● **EXERCISE AIM**
Could you please retype all of the records exactly, skipping any pictures?

Stored records:

=== Section Start ===

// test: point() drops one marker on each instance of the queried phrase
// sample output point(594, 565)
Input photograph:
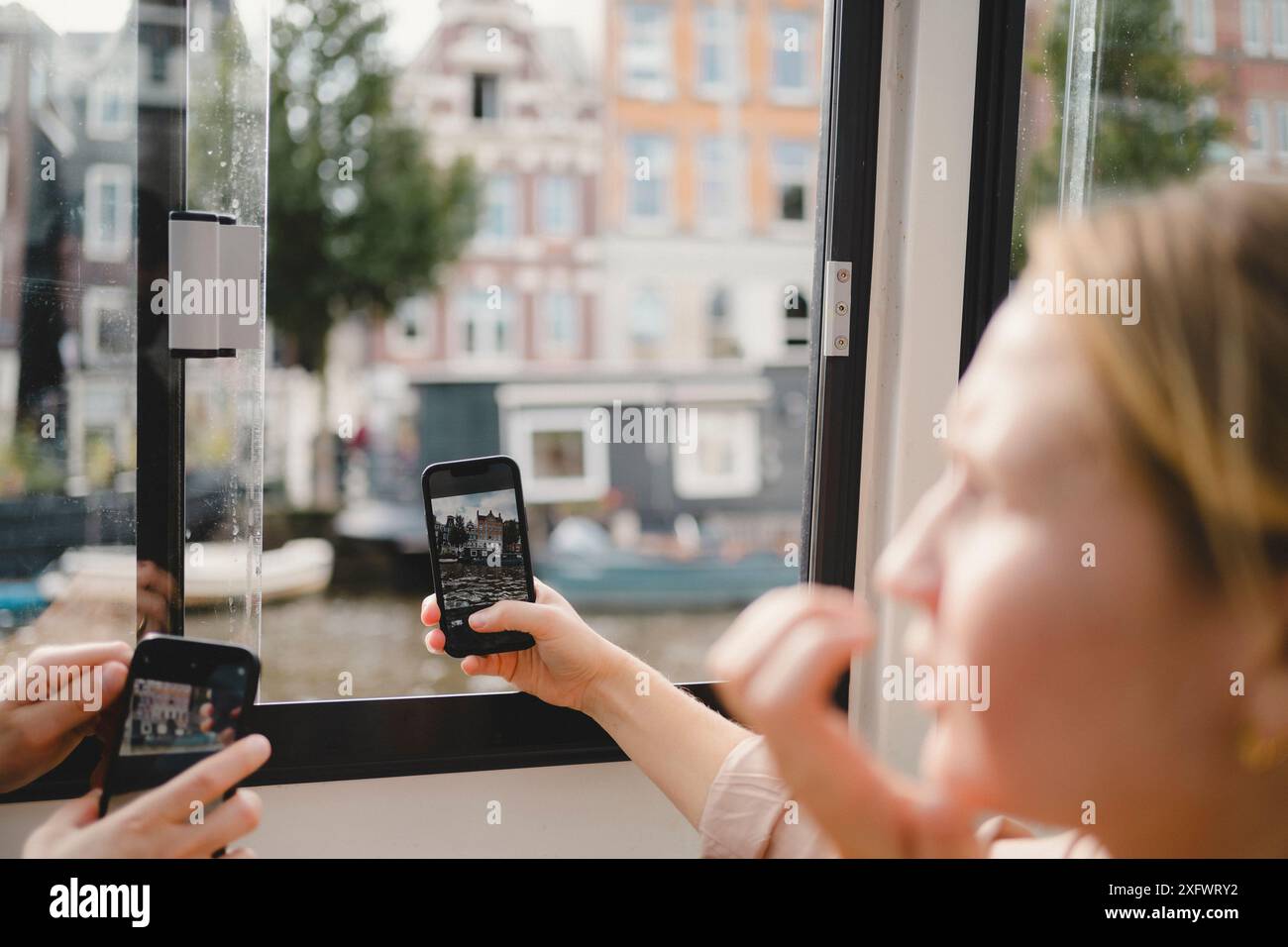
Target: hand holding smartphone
point(184, 699)
point(478, 544)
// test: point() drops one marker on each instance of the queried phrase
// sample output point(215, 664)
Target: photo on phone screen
point(187, 698)
point(480, 548)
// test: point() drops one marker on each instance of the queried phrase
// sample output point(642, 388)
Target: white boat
point(214, 573)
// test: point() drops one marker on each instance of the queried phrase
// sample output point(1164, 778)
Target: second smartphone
point(478, 549)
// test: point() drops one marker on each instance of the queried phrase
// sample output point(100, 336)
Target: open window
point(629, 232)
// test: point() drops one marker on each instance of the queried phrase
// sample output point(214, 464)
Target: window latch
point(836, 308)
point(211, 294)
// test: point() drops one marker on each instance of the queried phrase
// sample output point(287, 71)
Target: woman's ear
point(1265, 688)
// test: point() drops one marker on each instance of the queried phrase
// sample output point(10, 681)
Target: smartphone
point(187, 698)
point(478, 548)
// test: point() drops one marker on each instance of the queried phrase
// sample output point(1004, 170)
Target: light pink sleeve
point(747, 812)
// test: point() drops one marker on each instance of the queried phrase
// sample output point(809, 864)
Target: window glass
point(68, 154)
point(1149, 91)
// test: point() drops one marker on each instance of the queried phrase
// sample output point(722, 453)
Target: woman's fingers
point(763, 625)
point(429, 613)
point(537, 620)
point(209, 780)
point(230, 821)
point(73, 711)
point(802, 677)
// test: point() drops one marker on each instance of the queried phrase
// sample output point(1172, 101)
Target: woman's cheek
point(995, 631)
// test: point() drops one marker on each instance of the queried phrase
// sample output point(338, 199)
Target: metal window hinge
point(213, 292)
point(836, 308)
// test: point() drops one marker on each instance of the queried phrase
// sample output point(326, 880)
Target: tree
point(359, 217)
point(1146, 128)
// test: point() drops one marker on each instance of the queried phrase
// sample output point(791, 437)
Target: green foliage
point(359, 217)
point(1146, 129)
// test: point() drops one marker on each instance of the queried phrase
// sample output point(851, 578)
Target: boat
point(214, 573)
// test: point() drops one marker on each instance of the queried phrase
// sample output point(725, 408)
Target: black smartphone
point(478, 548)
point(185, 698)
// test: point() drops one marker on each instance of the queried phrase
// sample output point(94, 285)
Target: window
point(108, 198)
point(500, 209)
point(410, 330)
point(648, 318)
point(725, 457)
point(558, 205)
point(561, 459)
point(107, 325)
point(5, 73)
point(647, 71)
point(485, 97)
point(1258, 128)
point(719, 43)
point(791, 180)
point(561, 324)
point(487, 324)
point(649, 201)
point(1279, 27)
point(790, 56)
point(720, 189)
point(106, 110)
point(797, 315)
point(721, 330)
point(625, 302)
point(1254, 27)
point(1203, 26)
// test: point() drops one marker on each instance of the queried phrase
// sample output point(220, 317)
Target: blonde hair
point(1199, 384)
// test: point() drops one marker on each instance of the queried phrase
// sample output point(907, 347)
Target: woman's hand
point(566, 663)
point(780, 664)
point(37, 736)
point(159, 825)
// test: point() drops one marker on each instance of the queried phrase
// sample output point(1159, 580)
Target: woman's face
point(1039, 557)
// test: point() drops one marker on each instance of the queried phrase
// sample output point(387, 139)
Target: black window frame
point(403, 736)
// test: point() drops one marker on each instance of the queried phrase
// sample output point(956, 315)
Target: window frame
point(357, 738)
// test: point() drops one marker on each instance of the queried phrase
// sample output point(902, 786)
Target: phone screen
point(187, 699)
point(478, 540)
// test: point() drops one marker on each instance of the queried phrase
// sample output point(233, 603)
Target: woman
point(1109, 540)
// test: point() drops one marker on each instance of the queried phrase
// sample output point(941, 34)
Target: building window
point(649, 178)
point(1203, 27)
point(410, 330)
point(1254, 27)
point(5, 75)
point(484, 103)
point(790, 62)
point(721, 334)
point(722, 458)
point(107, 116)
point(797, 313)
point(791, 180)
point(107, 211)
point(107, 325)
point(720, 178)
point(1279, 27)
point(647, 51)
point(1258, 142)
point(487, 324)
point(719, 31)
point(648, 320)
point(561, 324)
point(500, 208)
point(558, 205)
point(561, 460)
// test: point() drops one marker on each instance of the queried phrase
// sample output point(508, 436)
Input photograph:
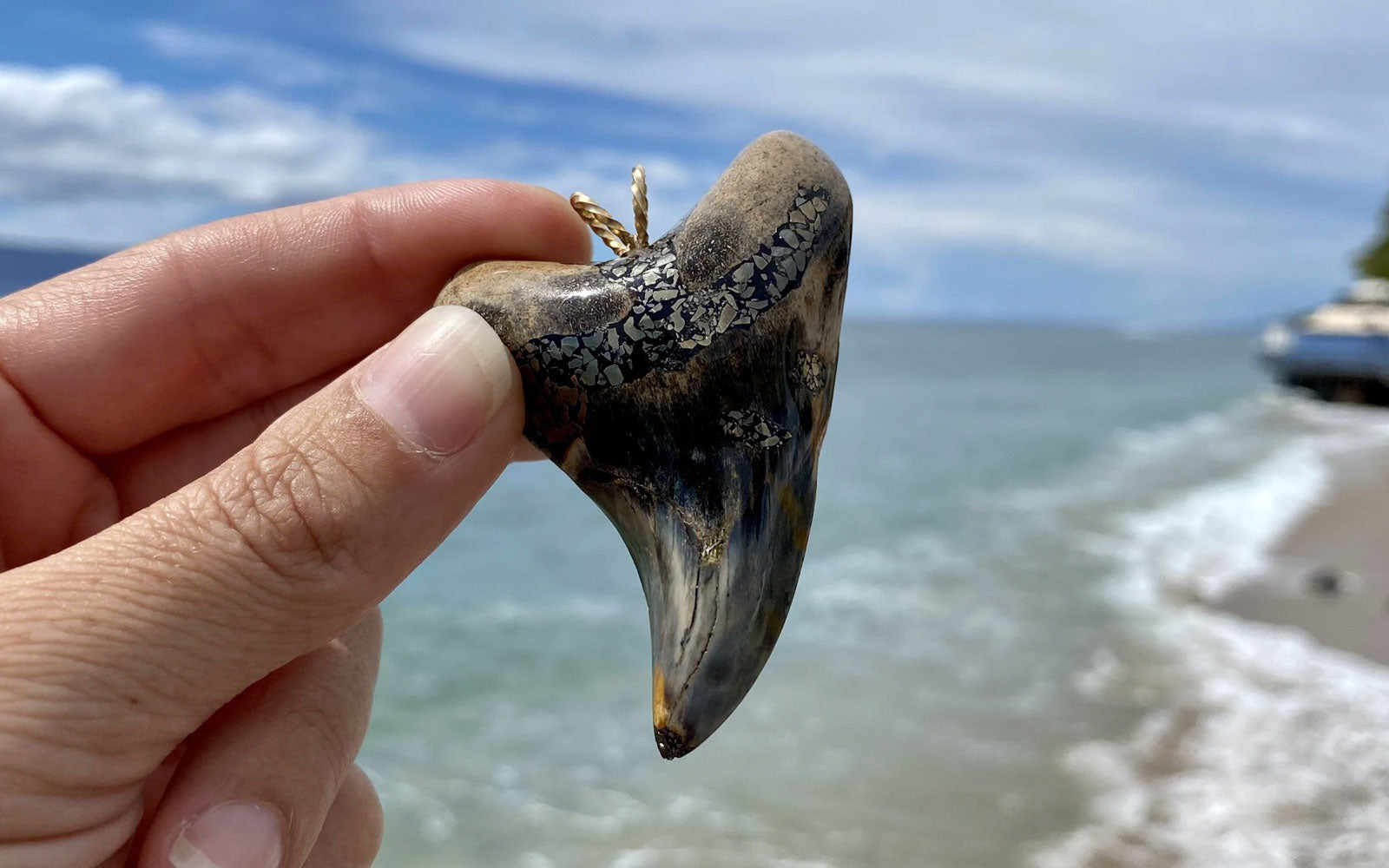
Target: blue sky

=== Section End ===

● **WRITTEN REPLY**
// test: point() drops one marker on each instance of the queried phrase
// sample output point(594, 565)
Input photograph:
Target: hand holding smartphone
point(184, 699)
point(478, 544)
// test: point() drops one marker on each instance of the queried phrase
// sample output point(215, 664)
Target: photo on phone screen
point(187, 698)
point(480, 548)
// test: point() drops one marker on each instance of the queried phrase
// sample output point(642, 388)
Target: white boat
point(214, 573)
// test: point() drops one marker on each instance of the queried phrase
// sample output point(1164, 778)
Target: second smartphone
point(478, 549)
// test: point() drops one marker on each instance of the queried phrase
// sample output point(100, 336)
Target: open window
point(629, 232)
// test: point() drops one marker on each instance of the queried phrase
// sample output point(214, 464)
Target: window latch
point(836, 308)
point(211, 294)
// test: point() drops one marker on each instance of the queried phrase
// sample output point(287, 71)
Target: woman's ear
point(1265, 688)
// test: point() drops one marker on each instance of the queried phrase
// sample output point(10, 681)
Target: smartphone
point(187, 698)
point(478, 548)
// test: point() drops one marker on each instance of the queried phrase
// sample output point(1004, 170)
Target: light pink sleeve
point(747, 812)
// test: point() drops one marker on each instance of the queried phrase
// sample output point(809, 864)
Target: window glass
point(68, 154)
point(1149, 91)
// test: point() drops one marker on each instance of the queried phrase
// sample output point(722, 453)
Target: woman's fingers
point(763, 625)
point(429, 613)
point(537, 620)
point(209, 780)
point(230, 821)
point(73, 711)
point(802, 677)
// test: point() drops one marker on each instance of the queried phrase
// sample output point(1172, 101)
Target: woman's cheek
point(995, 631)
// test: point() drops one marker on each instance of the queried phrase
// sample output point(338, 199)
Target: metal window hinge
point(213, 292)
point(836, 308)
// test: point() drops one marker on each instance of the queried phrase
// sample output point(326, 880)
Target: tree
point(359, 217)
point(1146, 128)
// test: point() drops one marker on each instance of the queried phrase
// sample output point(791, 437)
Target: green foliage
point(359, 217)
point(1146, 129)
// test: point() drops one marker on each instance of the queried phrase
// sample output point(851, 578)
Target: boat
point(214, 573)
// test: point() drops one marker on each instance of the queried phrase
// sample output point(725, 408)
Target: black smartphone
point(478, 548)
point(185, 698)
// test: point() drops one marker on each instance of the queried phrase
// sample output point(94, 285)
Target: window
point(108, 198)
point(500, 209)
point(410, 330)
point(648, 318)
point(725, 457)
point(558, 205)
point(561, 459)
point(107, 325)
point(5, 73)
point(647, 71)
point(485, 97)
point(1258, 128)
point(719, 43)
point(791, 180)
point(561, 324)
point(487, 324)
point(649, 201)
point(1279, 27)
point(790, 56)
point(720, 189)
point(106, 110)
point(797, 315)
point(721, 330)
point(625, 302)
point(1254, 27)
point(1203, 26)
// test: point() drops one marker on each instance of the queried phrase
// sample output point(220, 317)
Target: blonde hair
point(1199, 384)
// test: point() drops one marker on each instance of the queried phrase
// sample output point(907, 347)
Target: woman's hand
point(566, 663)
point(780, 664)
point(37, 736)
point(159, 825)
// test: point() drops one marker on each instance of the queried phrase
// sample output point(1159, 580)
Target: woman's face
point(1039, 557)
// test: point() drops one marker on each instance of the queried phrase
// sample output point(387, 139)
Target: black window frame
point(403, 736)
// test: point() drops one marker on each instance of the queried phrase
// sample output point(956, 315)
Target: window frame
point(357, 738)
// test: point() drops one marker on each instance of the queried phrase
// sample output point(902, 786)
Target: phone screen
point(187, 699)
point(478, 540)
// test: point() drops one marker on each instance of the queried phrase
// sample output point(233, 603)
Target: woman
point(1109, 540)
// test: point() drops one marker on each instance of the queried phrase
// sample output point(941, 34)
Target: building window
point(649, 178)
point(1203, 27)
point(410, 330)
point(1254, 27)
point(5, 75)
point(484, 103)
point(790, 62)
point(721, 334)
point(722, 458)
point(107, 116)
point(797, 313)
point(791, 180)
point(107, 211)
point(107, 325)
point(720, 178)
point(1279, 27)
point(647, 51)
point(1258, 142)
point(487, 324)
point(719, 31)
point(648, 320)
point(561, 324)
point(500, 208)
point(558, 205)
point(561, 460)
// test: point() drops one marker on each instance of the queried phrase
// sample output point(508, 436)
Input photograph:
Target: blue sky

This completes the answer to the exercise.